• **Supplied records**:

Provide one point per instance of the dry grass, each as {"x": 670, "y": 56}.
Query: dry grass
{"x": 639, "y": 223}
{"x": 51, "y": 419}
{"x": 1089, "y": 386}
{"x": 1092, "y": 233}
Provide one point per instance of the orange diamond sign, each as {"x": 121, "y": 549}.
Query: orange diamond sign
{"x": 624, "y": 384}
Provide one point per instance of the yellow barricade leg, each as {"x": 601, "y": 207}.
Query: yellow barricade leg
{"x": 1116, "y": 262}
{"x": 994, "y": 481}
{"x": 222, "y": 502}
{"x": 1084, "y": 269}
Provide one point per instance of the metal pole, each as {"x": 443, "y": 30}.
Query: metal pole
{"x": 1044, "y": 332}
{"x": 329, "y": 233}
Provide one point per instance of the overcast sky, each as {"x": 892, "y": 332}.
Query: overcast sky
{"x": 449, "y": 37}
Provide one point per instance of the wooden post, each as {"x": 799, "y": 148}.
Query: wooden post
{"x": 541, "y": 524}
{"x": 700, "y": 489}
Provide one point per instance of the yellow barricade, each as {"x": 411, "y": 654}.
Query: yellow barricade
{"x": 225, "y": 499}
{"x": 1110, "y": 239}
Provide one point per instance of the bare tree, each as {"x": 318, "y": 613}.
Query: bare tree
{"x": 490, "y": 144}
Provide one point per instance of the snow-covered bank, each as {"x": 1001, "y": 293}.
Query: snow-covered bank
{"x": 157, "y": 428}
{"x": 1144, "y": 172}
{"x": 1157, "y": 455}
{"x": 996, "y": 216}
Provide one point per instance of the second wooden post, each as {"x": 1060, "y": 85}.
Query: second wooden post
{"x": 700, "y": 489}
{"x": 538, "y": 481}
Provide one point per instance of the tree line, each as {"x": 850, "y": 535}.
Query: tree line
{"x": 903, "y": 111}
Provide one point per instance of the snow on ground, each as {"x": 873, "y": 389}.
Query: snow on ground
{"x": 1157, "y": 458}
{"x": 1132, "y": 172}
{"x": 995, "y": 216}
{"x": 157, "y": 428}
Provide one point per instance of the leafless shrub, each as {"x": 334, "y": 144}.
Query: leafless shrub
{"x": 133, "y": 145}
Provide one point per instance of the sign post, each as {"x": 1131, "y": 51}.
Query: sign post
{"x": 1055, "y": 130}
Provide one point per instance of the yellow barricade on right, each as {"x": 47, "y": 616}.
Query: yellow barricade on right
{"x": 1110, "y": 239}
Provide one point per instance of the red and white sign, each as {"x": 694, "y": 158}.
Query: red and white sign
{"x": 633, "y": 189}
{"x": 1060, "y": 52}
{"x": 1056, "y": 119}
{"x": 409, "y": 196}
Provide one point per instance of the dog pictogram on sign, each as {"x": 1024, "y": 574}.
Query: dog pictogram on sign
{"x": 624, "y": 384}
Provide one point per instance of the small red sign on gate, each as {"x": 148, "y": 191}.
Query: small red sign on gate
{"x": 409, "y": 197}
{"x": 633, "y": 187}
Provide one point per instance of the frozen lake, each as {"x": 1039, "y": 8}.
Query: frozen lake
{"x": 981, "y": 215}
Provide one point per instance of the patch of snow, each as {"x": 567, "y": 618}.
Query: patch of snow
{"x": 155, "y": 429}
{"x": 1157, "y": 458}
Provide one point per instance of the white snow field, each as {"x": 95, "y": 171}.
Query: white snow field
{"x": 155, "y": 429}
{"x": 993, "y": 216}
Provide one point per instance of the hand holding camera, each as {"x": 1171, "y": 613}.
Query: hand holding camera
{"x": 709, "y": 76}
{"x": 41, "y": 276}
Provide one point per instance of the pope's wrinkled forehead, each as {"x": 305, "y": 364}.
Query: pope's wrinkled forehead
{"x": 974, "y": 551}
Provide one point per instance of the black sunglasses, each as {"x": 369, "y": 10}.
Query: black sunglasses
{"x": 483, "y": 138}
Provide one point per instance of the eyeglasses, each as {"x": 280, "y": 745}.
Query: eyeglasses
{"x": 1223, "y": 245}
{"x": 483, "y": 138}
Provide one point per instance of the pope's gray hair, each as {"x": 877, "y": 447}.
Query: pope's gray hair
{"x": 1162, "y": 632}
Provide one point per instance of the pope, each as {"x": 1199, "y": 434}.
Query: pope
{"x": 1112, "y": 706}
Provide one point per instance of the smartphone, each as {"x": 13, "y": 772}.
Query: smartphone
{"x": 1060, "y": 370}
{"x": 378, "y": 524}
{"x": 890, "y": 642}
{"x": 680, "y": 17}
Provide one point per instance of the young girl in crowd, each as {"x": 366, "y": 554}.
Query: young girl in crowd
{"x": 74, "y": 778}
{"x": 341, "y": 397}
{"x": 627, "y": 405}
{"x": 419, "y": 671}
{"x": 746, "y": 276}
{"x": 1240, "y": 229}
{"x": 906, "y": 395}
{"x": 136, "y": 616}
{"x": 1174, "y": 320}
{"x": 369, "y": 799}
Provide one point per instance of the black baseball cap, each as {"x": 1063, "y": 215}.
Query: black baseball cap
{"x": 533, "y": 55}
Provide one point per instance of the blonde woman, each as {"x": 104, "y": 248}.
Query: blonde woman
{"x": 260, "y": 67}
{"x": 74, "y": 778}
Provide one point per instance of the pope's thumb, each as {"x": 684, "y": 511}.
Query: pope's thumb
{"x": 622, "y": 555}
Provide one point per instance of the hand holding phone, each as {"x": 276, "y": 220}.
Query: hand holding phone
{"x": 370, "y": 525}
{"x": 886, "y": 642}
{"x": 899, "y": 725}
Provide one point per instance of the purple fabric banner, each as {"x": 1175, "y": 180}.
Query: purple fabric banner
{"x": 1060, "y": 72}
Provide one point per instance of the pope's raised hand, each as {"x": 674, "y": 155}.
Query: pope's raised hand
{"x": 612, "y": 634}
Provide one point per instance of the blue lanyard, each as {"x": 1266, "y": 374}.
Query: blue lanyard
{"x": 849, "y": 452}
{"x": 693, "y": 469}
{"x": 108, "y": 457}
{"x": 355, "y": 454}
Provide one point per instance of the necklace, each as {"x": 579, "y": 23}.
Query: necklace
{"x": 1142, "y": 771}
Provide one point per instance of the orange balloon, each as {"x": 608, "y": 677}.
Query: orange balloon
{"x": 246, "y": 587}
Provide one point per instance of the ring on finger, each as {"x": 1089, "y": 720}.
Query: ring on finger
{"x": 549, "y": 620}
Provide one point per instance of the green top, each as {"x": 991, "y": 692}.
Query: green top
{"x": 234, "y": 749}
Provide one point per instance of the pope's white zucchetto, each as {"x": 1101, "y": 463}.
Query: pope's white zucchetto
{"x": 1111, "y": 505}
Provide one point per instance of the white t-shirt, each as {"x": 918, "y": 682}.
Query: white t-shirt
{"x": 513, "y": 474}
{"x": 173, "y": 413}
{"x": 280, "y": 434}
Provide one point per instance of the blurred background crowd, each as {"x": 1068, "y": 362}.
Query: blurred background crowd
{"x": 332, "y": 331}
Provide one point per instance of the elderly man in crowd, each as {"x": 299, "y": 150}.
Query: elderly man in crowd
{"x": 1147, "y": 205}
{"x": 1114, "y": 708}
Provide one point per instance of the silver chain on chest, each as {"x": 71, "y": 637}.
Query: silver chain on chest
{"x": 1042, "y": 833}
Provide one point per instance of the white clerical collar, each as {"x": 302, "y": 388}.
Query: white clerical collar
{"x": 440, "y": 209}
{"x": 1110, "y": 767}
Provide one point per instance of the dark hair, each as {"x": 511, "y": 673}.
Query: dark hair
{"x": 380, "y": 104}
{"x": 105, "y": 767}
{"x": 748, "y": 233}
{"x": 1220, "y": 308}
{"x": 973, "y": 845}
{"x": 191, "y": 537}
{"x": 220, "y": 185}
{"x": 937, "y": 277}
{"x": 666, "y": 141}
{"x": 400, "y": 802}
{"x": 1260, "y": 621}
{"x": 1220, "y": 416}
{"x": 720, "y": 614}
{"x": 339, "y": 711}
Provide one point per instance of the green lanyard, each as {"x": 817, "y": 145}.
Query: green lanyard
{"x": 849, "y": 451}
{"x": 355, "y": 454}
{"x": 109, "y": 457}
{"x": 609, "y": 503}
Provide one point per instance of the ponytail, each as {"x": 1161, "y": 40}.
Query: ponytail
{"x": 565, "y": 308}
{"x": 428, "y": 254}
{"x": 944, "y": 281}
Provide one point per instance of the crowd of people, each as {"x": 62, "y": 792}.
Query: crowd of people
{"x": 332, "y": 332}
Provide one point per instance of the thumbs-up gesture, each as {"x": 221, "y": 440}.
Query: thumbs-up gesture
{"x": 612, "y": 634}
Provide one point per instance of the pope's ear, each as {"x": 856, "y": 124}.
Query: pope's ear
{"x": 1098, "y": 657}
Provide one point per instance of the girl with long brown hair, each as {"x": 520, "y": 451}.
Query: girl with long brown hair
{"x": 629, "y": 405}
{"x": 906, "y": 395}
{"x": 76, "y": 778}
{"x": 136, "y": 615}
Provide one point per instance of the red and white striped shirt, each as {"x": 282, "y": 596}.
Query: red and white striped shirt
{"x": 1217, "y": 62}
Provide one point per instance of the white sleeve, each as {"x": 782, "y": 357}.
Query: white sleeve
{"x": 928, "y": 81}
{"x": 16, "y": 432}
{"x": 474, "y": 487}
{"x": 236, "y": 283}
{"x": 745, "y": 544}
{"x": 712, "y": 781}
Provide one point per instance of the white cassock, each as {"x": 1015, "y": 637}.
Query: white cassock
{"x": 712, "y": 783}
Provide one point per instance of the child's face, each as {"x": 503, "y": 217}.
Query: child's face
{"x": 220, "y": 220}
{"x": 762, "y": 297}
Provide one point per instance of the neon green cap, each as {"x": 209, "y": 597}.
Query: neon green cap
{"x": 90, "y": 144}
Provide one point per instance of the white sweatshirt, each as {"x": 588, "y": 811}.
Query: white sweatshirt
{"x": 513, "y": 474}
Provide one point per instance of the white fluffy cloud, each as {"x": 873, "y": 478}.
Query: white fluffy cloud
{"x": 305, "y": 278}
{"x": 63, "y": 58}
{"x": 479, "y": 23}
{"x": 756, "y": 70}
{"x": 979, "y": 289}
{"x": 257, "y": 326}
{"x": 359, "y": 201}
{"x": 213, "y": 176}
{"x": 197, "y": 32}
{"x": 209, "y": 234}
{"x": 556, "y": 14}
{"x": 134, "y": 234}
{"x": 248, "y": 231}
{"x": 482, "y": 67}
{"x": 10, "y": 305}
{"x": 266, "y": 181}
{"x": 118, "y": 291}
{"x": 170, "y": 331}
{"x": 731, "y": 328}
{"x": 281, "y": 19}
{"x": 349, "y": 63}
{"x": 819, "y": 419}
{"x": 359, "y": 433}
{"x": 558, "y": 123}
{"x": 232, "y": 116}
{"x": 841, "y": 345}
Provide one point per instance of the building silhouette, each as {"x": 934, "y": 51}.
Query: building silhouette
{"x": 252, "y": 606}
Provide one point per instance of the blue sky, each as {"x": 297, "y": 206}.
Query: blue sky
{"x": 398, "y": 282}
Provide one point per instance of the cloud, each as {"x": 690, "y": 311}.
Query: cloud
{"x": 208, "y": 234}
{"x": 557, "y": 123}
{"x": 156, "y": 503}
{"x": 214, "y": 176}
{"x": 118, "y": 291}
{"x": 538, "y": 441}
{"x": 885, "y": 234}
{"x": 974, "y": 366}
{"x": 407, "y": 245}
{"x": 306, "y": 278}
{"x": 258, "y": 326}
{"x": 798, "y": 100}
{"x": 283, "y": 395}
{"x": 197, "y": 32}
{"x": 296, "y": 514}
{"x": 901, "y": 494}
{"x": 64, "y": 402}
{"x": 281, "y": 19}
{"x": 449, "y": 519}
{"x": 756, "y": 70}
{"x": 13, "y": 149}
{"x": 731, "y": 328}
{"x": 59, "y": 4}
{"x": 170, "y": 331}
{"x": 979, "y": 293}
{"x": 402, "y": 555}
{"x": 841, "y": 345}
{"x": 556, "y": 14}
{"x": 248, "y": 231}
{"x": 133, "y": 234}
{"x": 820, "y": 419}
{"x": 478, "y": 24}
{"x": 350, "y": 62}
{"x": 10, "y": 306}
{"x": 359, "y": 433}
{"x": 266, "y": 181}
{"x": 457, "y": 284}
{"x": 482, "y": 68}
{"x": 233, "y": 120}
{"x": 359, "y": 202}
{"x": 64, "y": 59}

• **What you should do**:
Convert the rows from the line with "Provide one point per instance of the blue sky, each" through the end of the rows into a Markdown table with the columns Number and Line, numbering each line and leaving out blank lines.

• **The result**:
| Number | Line |
|---|---|
| 1 | Provide one point per instance of the blue sky, each as {"x": 297, "y": 206}. |
| 2 | Query: blue sky |
| 3 | {"x": 398, "y": 282} |
| 4 | Provide one point per instance of the cloud, each as {"x": 690, "y": 311}. |
| 5 | Query: cloud |
| 6 | {"x": 208, "y": 234} |
| 7 | {"x": 557, "y": 123} |
| 8 | {"x": 156, "y": 503} |
| 9 | {"x": 214, "y": 176} |
| 10 | {"x": 118, "y": 291} |
| 11 | {"x": 538, "y": 441} |
| 12 | {"x": 885, "y": 234} |
| 13 | {"x": 974, "y": 366} |
| 14 | {"x": 407, "y": 245} |
| 15 | {"x": 306, "y": 278} |
| 16 | {"x": 258, "y": 326} |
| 17 | {"x": 798, "y": 100} |
| 18 | {"x": 283, "y": 395} |
| 19 | {"x": 197, "y": 32} |
| 20 | {"x": 296, "y": 514} |
| 21 | {"x": 901, "y": 494} |
| 22 | {"x": 64, "y": 402} |
| 23 | {"x": 281, "y": 19} |
| 24 | {"x": 449, "y": 519} |
| 25 | {"x": 756, "y": 70} |
| 26 | {"x": 13, "y": 149} |
| 27 | {"x": 731, "y": 328} |
| 28 | {"x": 59, "y": 4} |
| 29 | {"x": 170, "y": 331} |
| 30 | {"x": 979, "y": 293} |
| 31 | {"x": 402, "y": 555} |
| 32 | {"x": 841, "y": 345} |
| 33 | {"x": 556, "y": 14} |
| 34 | {"x": 248, "y": 231} |
| 35 | {"x": 133, "y": 234} |
| 36 | {"x": 820, "y": 419} |
| 37 | {"x": 478, "y": 24} |
| 38 | {"x": 350, "y": 62} |
| 39 | {"x": 10, "y": 306} |
| 40 | {"x": 359, "y": 433} |
| 41 | {"x": 266, "y": 181} |
| 42 | {"x": 457, "y": 284} |
| 43 | {"x": 482, "y": 68} |
| 44 | {"x": 233, "y": 120} |
| 45 | {"x": 359, "y": 202} |
| 46 | {"x": 64, "y": 59} |